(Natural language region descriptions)
-- -- --

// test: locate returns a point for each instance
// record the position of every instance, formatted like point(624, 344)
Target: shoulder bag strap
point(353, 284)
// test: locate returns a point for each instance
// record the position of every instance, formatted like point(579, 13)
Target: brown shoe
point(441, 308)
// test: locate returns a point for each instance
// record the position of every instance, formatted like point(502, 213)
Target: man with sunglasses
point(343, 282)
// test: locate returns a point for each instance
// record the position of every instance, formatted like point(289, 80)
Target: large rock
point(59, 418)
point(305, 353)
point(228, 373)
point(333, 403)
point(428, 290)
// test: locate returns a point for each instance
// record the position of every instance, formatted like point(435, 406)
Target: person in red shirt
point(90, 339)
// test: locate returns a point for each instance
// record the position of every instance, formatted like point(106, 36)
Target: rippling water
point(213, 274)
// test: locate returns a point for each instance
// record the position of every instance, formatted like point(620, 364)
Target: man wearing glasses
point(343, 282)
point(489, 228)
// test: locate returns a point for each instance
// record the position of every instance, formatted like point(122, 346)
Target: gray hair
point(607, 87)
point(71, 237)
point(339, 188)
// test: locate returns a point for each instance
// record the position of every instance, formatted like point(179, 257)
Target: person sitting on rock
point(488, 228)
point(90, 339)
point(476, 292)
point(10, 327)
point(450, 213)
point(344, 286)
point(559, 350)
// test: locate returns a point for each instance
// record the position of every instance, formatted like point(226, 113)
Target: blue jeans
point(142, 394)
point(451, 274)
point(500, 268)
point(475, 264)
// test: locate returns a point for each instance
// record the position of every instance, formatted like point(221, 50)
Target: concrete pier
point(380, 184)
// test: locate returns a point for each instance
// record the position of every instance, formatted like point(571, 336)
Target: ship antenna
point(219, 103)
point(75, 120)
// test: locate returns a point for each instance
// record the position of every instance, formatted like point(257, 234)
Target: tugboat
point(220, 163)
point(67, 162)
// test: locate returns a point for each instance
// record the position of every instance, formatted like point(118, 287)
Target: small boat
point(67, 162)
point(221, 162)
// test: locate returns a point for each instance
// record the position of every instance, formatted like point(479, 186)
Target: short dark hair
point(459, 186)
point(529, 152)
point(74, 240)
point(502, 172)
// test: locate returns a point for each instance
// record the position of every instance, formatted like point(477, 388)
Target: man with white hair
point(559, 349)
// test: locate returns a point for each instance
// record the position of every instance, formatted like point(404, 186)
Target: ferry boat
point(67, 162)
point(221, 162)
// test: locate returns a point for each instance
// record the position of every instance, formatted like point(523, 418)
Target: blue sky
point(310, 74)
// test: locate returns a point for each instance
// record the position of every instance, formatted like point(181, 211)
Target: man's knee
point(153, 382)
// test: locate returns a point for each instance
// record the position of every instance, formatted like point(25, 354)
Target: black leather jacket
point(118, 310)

-- -- --

▸ Exercise instructions: Please output all of the entries without changing a single character.

▸ Answer area:
// test: locate returns a point for each instance
// record the position of every instance, formatted like point(624, 344)
Target: shoulder bag strap
point(353, 284)
// test: locate returns a point for each instance
// record the position of every instance, formatted like point(579, 13)
Target: brown shoe
point(441, 308)
// test: locate returns a point for each instance
// record the position of every instance, formatted like point(502, 213)
Target: man with sunglasses
point(343, 282)
// test: locate returns a point for each instance
// record the position of every instance, formatted like point(289, 80)
Target: large rock
point(59, 418)
point(305, 353)
point(228, 373)
point(333, 403)
point(428, 290)
// test: locate returns a point for each instance
// record the position of every instance, formatted like point(435, 406)
Target: person in red shirt
point(90, 339)
// test: locate returns a point for each instance
// record the position of every instance, formatted like point(106, 36)
Target: rippling water
point(213, 274)
// test: locate returns a point for each instance
// record the position of every instance, formatted like point(620, 364)
Target: man wearing glasses
point(343, 282)
point(489, 228)
// test: locate returns a point for each instance
// record the position of every instance, formatted like point(122, 346)
Target: gray hair
point(607, 87)
point(71, 237)
point(339, 188)
// test: locate returns a point for each instance
// record the position of every instance, formatted like point(179, 257)
Target: person sitting on rock
point(488, 228)
point(90, 339)
point(476, 292)
point(10, 327)
point(450, 213)
point(344, 286)
point(559, 350)
// test: locate returns a point for each instance
// record the position of every instance, formatted like point(226, 113)
Target: blue jeans
point(142, 394)
point(451, 274)
point(500, 268)
point(475, 264)
// test: locate returns a point for each instance
// record the position of every instance, formatted like point(221, 50)
Target: concrete pier
point(380, 184)
// test: locate returns a point for each instance
// record the position of every instance, formatted like point(571, 336)
Target: ship antenna
point(219, 103)
point(75, 120)
// test: locate returns a point for each instance
// record the position of every instance, formatted like point(257, 234)
Target: tugboat
point(220, 163)
point(67, 162)
// test: locate returns a point for each instance
// record the position of every instance, formatted like point(118, 287)
Target: small boat
point(67, 162)
point(221, 162)
// test: locate returns a point for each instance
// record the position of every instance, formatted like point(479, 186)
Target: short dark hair
point(459, 186)
point(529, 152)
point(74, 240)
point(502, 172)
// test: locate returns a point for each instance
// record the position of every instance, formatted like point(477, 388)
Target: man with white hair
point(559, 349)
// test: locate returns a point for each instance
// record the position of every instance, formatted like point(404, 186)
Target: ferry boat
point(67, 162)
point(221, 162)
// test: locate returns a point for each instance
// record the position of every instance, formatted like point(523, 418)
Target: blue sky
point(310, 74)
// test: locate returns a point for each instance
// record the position of every instance, formatted like point(181, 211)
Target: man's knee
point(153, 382)
// test: locate returns a point for each instance
// record the position of every instance, formatted like point(25, 354)
Target: black leather jacket
point(118, 310)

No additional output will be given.